Activity: Your task is to copy the lines of the data below from the line holding "find | man's dark jacket" through the line holding "find | carved stone decoration", inclusive, exactly and with nothing added.

START Data in this exercise

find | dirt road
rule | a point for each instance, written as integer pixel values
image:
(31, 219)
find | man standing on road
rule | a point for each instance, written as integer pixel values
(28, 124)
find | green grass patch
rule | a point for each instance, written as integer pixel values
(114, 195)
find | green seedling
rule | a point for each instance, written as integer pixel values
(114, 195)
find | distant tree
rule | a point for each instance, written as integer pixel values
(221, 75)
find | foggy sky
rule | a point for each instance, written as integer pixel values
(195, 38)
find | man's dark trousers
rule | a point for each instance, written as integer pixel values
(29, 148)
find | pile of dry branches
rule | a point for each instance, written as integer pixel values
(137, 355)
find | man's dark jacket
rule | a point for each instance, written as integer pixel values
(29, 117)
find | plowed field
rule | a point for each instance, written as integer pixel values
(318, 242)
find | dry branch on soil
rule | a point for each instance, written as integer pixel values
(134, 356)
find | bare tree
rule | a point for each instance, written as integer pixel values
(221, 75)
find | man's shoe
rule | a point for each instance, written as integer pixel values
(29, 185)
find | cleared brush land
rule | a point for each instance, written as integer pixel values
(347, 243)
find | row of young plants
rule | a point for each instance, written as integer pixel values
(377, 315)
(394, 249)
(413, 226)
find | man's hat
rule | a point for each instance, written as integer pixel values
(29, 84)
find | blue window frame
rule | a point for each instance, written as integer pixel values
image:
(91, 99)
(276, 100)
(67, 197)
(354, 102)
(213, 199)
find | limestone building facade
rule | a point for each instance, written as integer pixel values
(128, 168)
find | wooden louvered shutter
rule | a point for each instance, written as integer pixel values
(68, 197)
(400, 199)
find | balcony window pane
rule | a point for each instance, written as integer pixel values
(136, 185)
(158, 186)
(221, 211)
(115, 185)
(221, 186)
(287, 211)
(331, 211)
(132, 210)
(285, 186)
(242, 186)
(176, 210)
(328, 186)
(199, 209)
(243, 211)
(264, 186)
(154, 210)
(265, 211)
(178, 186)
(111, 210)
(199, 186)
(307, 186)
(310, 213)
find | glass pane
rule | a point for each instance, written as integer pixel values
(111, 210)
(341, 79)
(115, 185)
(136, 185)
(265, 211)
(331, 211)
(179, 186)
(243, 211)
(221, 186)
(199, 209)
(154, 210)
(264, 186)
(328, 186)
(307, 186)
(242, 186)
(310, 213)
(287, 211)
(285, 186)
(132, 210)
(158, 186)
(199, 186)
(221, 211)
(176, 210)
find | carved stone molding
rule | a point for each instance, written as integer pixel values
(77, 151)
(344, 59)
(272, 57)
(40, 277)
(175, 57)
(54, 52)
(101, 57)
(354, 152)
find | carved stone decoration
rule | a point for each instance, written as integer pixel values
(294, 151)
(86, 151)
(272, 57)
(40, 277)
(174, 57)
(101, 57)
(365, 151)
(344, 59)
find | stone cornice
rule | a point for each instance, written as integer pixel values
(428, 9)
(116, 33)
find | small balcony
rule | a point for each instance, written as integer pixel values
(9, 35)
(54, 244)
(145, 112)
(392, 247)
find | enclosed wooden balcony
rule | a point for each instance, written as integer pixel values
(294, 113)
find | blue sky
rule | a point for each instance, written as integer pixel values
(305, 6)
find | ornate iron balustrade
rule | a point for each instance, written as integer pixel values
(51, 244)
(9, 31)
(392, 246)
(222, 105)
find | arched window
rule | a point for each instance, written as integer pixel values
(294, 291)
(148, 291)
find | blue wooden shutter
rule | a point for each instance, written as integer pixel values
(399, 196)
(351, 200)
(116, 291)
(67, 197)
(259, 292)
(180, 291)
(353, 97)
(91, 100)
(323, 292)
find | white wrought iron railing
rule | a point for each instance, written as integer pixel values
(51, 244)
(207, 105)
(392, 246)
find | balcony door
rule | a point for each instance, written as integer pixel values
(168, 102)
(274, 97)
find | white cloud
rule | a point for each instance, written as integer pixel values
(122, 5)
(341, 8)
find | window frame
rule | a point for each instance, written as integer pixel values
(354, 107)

END Data in this exercise
START Data in this exercise

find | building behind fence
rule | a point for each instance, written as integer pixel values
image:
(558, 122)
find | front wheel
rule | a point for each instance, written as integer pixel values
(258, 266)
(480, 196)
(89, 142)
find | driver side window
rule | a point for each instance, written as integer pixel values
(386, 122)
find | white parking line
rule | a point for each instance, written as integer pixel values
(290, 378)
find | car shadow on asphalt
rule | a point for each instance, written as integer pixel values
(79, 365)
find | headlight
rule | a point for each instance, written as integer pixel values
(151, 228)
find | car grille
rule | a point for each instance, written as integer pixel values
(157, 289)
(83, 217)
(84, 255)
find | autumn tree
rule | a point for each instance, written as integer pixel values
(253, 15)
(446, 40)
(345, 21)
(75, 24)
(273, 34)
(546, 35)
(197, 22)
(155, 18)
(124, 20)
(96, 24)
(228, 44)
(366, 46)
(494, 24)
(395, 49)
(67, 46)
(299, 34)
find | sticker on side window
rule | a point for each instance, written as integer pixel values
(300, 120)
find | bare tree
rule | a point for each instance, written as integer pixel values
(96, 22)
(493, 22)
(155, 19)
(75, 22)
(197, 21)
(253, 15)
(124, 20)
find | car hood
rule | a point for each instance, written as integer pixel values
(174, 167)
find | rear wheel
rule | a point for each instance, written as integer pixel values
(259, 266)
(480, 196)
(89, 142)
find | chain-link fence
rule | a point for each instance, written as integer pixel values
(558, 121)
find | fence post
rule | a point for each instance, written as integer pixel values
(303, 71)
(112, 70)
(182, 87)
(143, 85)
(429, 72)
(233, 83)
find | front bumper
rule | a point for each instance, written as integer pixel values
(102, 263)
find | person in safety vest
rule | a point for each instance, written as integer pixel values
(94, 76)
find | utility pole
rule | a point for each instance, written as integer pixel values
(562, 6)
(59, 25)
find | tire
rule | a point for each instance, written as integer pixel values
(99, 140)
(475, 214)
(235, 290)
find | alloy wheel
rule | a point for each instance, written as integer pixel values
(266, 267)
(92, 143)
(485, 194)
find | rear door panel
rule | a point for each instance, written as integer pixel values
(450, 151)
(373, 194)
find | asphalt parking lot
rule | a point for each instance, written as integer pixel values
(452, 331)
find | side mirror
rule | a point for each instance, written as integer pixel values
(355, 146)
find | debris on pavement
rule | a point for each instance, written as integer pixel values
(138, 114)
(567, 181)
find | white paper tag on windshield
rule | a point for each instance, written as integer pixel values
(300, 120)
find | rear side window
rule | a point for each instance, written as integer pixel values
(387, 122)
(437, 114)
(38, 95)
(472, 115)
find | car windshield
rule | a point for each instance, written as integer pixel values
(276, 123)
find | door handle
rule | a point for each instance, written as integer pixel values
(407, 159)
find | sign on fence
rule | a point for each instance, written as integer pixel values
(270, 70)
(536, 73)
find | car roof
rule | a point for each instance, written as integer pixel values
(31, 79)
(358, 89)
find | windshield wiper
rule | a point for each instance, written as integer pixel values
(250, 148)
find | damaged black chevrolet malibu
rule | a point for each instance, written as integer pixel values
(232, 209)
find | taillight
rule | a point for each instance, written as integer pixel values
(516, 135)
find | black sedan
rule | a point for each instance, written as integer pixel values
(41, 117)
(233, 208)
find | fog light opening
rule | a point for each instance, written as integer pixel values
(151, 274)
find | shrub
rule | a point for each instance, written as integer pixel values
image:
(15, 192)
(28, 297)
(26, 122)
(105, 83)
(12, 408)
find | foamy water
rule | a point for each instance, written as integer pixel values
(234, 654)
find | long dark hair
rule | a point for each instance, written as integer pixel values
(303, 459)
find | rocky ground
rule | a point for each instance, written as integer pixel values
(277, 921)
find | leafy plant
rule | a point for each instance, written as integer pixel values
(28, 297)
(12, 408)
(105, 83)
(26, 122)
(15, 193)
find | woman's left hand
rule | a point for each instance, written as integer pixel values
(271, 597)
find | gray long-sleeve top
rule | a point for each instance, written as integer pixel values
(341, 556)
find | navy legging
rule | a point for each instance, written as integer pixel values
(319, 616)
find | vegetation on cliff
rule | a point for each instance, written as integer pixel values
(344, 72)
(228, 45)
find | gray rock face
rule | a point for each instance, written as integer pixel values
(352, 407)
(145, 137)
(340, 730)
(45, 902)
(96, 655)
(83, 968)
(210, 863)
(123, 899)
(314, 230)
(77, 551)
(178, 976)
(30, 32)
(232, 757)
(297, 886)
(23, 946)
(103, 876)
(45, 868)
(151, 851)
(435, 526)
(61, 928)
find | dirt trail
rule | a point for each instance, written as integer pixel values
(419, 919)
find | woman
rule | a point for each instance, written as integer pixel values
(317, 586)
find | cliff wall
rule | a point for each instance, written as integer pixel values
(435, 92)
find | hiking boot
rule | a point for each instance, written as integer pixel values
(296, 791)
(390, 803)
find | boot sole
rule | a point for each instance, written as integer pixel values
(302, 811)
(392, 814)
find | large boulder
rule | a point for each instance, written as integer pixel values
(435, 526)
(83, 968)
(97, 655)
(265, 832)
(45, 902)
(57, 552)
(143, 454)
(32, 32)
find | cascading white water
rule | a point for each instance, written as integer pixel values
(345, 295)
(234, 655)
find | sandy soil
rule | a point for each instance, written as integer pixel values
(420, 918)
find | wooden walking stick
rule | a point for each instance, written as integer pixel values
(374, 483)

END Data in this exercise

Expected answer:
find | man's dark jacket
rule | a point for each instance, written as integer pixel values
(29, 117)
find | plowed field
rule | a point for each instance, written as integer pixel values
(318, 242)
find | dry branch on soil
rule | a point for each instance, written as integer pixel values
(134, 356)
find | bare tree
rule | a point for each instance, written as integer pixel values
(221, 75)
find | man's shoe
rule | a point for each instance, written as integer pixel values
(29, 185)
find | cleared brush land
rule | a point for each instance, written as integer pixel values
(347, 243)
find | row of young plants
rule | a point for each instance, written as integer pixel values
(377, 315)
(394, 249)
(413, 226)
find | man's hat
rule | a point for each instance, written as integer pixel values
(29, 84)
find | blue window frame
rule | a point for each instance, written as integer pixel values
image:
(91, 99)
(276, 100)
(67, 197)
(354, 102)
(213, 199)
find | limestone building facade
rule | a point for each instance, written as integer pixel values
(128, 168)
find | wooden louvered shutter
rule | a point for each instance, written as integer pixel values
(68, 197)
(400, 199)
find | balcony window pane
rule | a point for each instance, written as integer pixel values
(136, 185)
(158, 186)
(221, 211)
(115, 185)
(221, 186)
(287, 211)
(331, 211)
(132, 210)
(285, 186)
(242, 186)
(176, 210)
(328, 186)
(199, 209)
(243, 211)
(264, 186)
(154, 210)
(265, 211)
(178, 186)
(111, 210)
(199, 186)
(307, 186)
(310, 213)
find | glass pane
rule | a point for each instance, written as integer pixel values
(111, 210)
(341, 79)
(115, 185)
(136, 185)
(265, 211)
(331, 211)
(179, 186)
(243, 211)
(221, 186)
(199, 209)
(154, 210)
(264, 186)
(328, 186)
(307, 186)
(242, 186)
(310, 213)
(287, 211)
(285, 186)
(132, 210)
(158, 186)
(199, 186)
(221, 211)
(176, 210)
find | carved stone molding
rule | a point for each instance, written as integer pixel values
(77, 151)
(344, 59)
(272, 57)
(40, 277)
(175, 57)
(54, 52)
(101, 57)
(354, 152)
find | carved stone decoration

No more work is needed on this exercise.